[BEGIN]
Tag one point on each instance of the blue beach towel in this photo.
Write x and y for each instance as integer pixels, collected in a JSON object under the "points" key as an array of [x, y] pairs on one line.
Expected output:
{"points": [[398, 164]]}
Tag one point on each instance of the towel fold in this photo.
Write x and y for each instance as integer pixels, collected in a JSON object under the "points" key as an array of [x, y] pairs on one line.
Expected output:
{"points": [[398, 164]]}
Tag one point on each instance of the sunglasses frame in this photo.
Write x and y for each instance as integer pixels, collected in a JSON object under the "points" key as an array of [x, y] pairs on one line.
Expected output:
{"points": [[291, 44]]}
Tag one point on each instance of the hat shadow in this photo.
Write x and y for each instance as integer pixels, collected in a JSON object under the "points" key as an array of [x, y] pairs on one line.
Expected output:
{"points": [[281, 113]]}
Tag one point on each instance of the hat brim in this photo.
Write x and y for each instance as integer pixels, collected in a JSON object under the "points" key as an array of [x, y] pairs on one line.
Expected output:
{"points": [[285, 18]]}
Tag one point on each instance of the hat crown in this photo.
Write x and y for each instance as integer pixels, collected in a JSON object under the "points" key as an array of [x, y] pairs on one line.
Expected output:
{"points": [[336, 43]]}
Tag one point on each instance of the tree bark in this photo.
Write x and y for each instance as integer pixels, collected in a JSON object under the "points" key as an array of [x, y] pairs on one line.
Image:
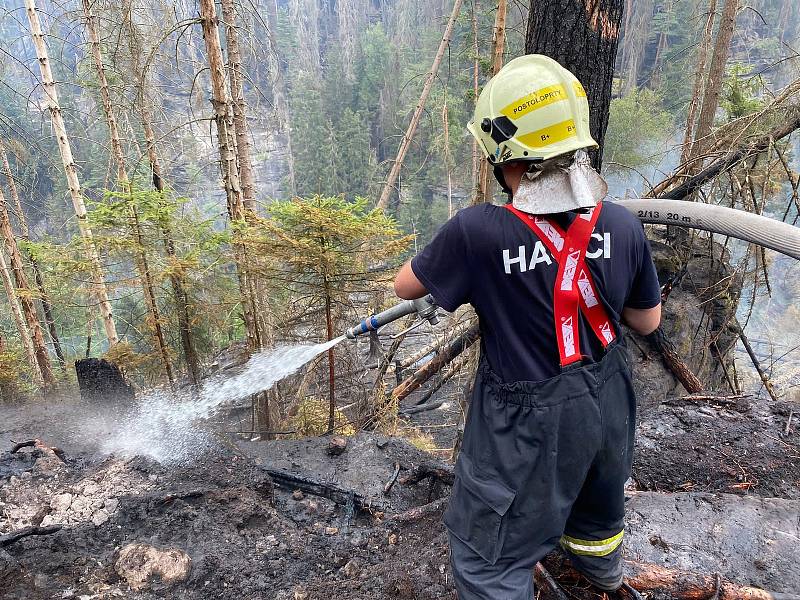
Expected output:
{"points": [[47, 308], [25, 297], [699, 82], [713, 87], [100, 292], [176, 277], [19, 319], [659, 341], [279, 92], [239, 106], [476, 66], [582, 35], [221, 102], [636, 33], [408, 137], [483, 193], [453, 349], [145, 276]]}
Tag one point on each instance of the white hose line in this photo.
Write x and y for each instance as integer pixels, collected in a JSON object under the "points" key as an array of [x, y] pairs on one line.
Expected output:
{"points": [[770, 233]]}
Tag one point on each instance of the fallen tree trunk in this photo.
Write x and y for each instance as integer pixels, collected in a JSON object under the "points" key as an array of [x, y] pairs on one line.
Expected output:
{"points": [[323, 490], [451, 351], [725, 163], [440, 471], [680, 585], [15, 536], [661, 344]]}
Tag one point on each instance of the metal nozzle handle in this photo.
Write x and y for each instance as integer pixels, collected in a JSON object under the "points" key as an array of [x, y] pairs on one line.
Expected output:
{"points": [[426, 307]]}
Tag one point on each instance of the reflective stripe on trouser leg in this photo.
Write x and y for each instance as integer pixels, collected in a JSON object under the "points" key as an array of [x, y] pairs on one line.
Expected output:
{"points": [[476, 579], [591, 547]]}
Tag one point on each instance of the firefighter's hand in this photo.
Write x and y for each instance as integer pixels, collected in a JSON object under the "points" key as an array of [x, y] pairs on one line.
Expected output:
{"points": [[406, 284]]}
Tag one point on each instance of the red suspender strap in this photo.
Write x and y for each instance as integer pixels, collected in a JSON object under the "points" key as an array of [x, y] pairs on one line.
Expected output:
{"points": [[574, 285]]}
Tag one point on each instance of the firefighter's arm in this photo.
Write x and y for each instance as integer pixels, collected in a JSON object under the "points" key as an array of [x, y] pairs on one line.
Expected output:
{"points": [[642, 321], [406, 284]]}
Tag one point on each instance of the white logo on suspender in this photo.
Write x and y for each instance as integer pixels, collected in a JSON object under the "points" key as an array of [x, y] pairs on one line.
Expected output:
{"points": [[569, 270], [586, 290], [568, 333], [550, 232]]}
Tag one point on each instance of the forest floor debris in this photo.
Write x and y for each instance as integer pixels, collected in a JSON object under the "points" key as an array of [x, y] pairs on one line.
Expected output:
{"points": [[230, 531]]}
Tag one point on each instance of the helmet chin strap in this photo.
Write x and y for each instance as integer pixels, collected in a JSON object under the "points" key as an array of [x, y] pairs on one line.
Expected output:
{"points": [[498, 174]]}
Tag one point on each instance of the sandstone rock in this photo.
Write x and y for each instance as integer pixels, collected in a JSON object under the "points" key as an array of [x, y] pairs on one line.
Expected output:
{"points": [[352, 568], [137, 563], [61, 502], [100, 517]]}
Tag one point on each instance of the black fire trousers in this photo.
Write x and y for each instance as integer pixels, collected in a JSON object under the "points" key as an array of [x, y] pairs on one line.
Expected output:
{"points": [[542, 463]]}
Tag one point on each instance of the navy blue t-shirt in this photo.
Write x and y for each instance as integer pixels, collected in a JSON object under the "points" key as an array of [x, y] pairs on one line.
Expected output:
{"points": [[486, 256]]}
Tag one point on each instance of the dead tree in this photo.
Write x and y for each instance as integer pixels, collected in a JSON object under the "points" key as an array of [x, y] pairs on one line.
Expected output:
{"points": [[408, 137], [176, 277], [99, 290], [19, 318], [23, 293], [451, 351], [239, 106], [47, 308], [592, 32], [483, 192], [226, 134], [699, 82], [279, 91], [713, 86], [142, 262]]}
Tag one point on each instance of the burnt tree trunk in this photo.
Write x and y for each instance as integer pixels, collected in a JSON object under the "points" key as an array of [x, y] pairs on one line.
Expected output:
{"points": [[47, 308], [582, 35], [176, 276], [102, 381]]}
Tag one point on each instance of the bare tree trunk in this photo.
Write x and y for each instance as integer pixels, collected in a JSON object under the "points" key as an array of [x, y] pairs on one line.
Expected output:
{"points": [[484, 191], [239, 106], [787, 8], [304, 15], [176, 276], [19, 319], [405, 143], [331, 363], [100, 292], [476, 66], [279, 92], [716, 74], [699, 82], [636, 33], [221, 102], [47, 308], [122, 174], [592, 30], [25, 297]]}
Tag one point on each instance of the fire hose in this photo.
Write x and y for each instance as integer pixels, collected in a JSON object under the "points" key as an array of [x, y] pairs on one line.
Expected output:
{"points": [[757, 229]]}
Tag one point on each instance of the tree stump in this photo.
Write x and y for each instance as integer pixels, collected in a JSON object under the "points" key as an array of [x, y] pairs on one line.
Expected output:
[END]
_Given exercise_. Print the entire listing above line for line, unchanged, but leave out the picture.

_Solution below_.
Tag one point on each instance of the blue beach towel in this photo.
Write x and y for each instance as integer pixels, collected in a JSON object under the "points" key as an array of [x, y] pairs on one line.
Expected output:
{"points": [[398, 164]]}
Tag one point on each instance of the towel fold in this photo.
Write x and y for each instance as integer pixels, collected in a JSON object under the "points" key as an array of [x, y] pairs on one line.
Expected output:
{"points": [[398, 164]]}
Tag one point on each instance of the sunglasses frame in this photo.
Write x and y for each instance as integer pixels, collected in a JSON object under the "points" key as an array of [x, y] pairs on one line.
Expected output:
{"points": [[291, 44]]}
Tag one point on each instance of the hat shadow in this photo.
Write x and y for each instance as integer pixels, collected in a JSON object under the "points" key as an array of [x, y] pairs on one line.
Expected output:
{"points": [[281, 113]]}
Tag one point on each instance of the hat brim in this photo.
Write x and y for each instance as integer pixels, collected in a JSON object under the "points" key as an array of [x, y] pairs on one line.
Expected output:
{"points": [[285, 18]]}
Tag one point on each instance of the hat crown in this photo.
Write x and y for each instance as integer pixels, collected in a JSON object under the "points" key as an array of [x, y] pairs on one line.
Expected output:
{"points": [[336, 43]]}
Tag one point on each instance of the tree bark in this photo.
Write x and y for each instance as integer pixels, collected in a JSON object under the "points" key as an array of [x, y] pairs on one line.
Image:
Expected output:
{"points": [[47, 308], [25, 297], [699, 82], [713, 87], [100, 292], [176, 277], [19, 319], [659, 341], [279, 92], [239, 106], [476, 66], [582, 35], [221, 102], [636, 33], [408, 137], [483, 193], [453, 349], [145, 276]]}
Tag one point on each instance of the white hose line in this photo.
Write x and y for each instance as integer pixels, collected in a JSON object under the "points" key as an array of [x, y] pairs on one line.
Expected output:
{"points": [[770, 233]]}
Tag one point on each instance of the fallen tree trunk in this photo.
Write x and y for each instance as integer pixels, collected in a JSON object under the "points" key as an array of [x, y] pairs on one line.
Expected output:
{"points": [[323, 490], [451, 351], [725, 163], [440, 471], [680, 585], [15, 536], [661, 344]]}
Tag one point on each instance of the metal nozzle handle in this photo.
Write x and y for each instance as integer pixels, collected in a JSON object under the "points" key as an array of [x, y] pairs on one line.
Expected output:
{"points": [[426, 307]]}
Tag one point on each instance of the reflective stripe on trouser leg in this photo.
Write x and y for each instance as integer pixels, collected in a JSON object under the "points" key as an array of [x, y] pairs on one line.
Expected output:
{"points": [[476, 579], [591, 547]]}
Tag one point on each instance of the firefighter's hand in this photo.
Write x and y for each instance as integer pixels, collected in a JSON object under the "points" key as an array of [x, y] pairs on one line.
Expected output:
{"points": [[406, 284]]}
Tag one point on each instance of the red suspender strap in this photo.
Write x and y for each instance as integer pixels, collected in a JSON object under the "points" key as an array of [x, y] pairs on one line.
Expected output:
{"points": [[574, 285]]}
Tag one point on each instance of the firefighter's arm in this photo.
Write x and y for each instance as integer pixels, collected in a JSON object under the "points" key as an array of [x, y] pairs on one line.
Expected output:
{"points": [[642, 321], [406, 284]]}
Tag one point on each instance of the white logo on suspender in this photo.
Write x and y for each instance as integer pixels, collected in a JSON object under the "points" key as an array of [x, y] pairs on one line.
Expected output:
{"points": [[569, 270], [586, 290], [568, 333], [550, 232]]}
Tag one point on each instance of the forest floor debris in this photo.
Write x and y for each instance as integer pixels, collected in a JSON object under the "points" key as an array of [x, y] pairs on one line.
Expected output:
{"points": [[230, 531]]}
Tag one point on each instance of the helmet chin strap in this photo.
Write x and y for each instance as integer pixels, collected in a JSON object under the "points" key as an array of [x, y] pairs on one line.
Expected output:
{"points": [[498, 174]]}
Tag one point on each instance of the sandstone rock in this photo.
Write x and y for each instance as integer pixels, collected in a JSON object under the "points" key as an array of [x, y] pairs on one line.
Expected output:
{"points": [[352, 568], [137, 563], [61, 502], [100, 517]]}
Tag one point on each instance of the black fire trousers in this photo.
Write x and y for each instance as integer pixels, collected in a JSON object under the "points" key as an array of [x, y] pairs on one line.
Expected output:
{"points": [[542, 463]]}
Tag one point on each instance of the navy blue t-shirt in this photo.
Write x and y for each instance as integer pixels, collected in a JSON object under the "points" key as an array of [x, y] pairs on one line.
Expected output:
{"points": [[486, 256]]}
Tag one point on each instance of the dead tree in this photo.
Write x and y for each instance as integer pixels, collected in a JSON object under the "points" key as an array of [x, y] pairs on one line.
Expected output:
{"points": [[408, 137], [176, 277], [99, 290], [19, 318], [23, 293], [451, 351], [239, 106], [47, 308], [592, 32], [483, 192], [226, 134], [699, 82], [279, 91], [713, 86], [142, 262]]}
Tag one point on each instance of the burnt tree trunk in this photo.
Write x and y for each instance as integer pixels, collected in a JSON object under the "points" key as an array of [x, y] pairs on one line.
Expected output:
{"points": [[47, 308], [582, 35], [176, 276], [102, 381]]}
Tag one point on each instance of the bare tree trunk in this photo.
Write x and y for each instance as integer pixels, collected in a JSON object under the "points" key as an array of [x, y] pairs on one line.
Expected output:
{"points": [[484, 191], [239, 106], [787, 8], [304, 15], [176, 276], [19, 319], [405, 143], [331, 363], [100, 292], [476, 66], [279, 92], [716, 74], [699, 82], [636, 33], [221, 102], [47, 308], [122, 174], [592, 30], [25, 297]]}
Tag one point on each instance of the fire hose in this photo.
Write x and y for each instance as integer pixels, collected in a JSON object under the "points" key as an array of [x, y] pairs on one line.
Expected output:
{"points": [[757, 229]]}
Tag one point on each instance of the tree stump in this photo.
Write x and y for each instance as integer pixels, collected in a JSON object under the "points" key as an array of [x, y] pairs on one line.
Expected output:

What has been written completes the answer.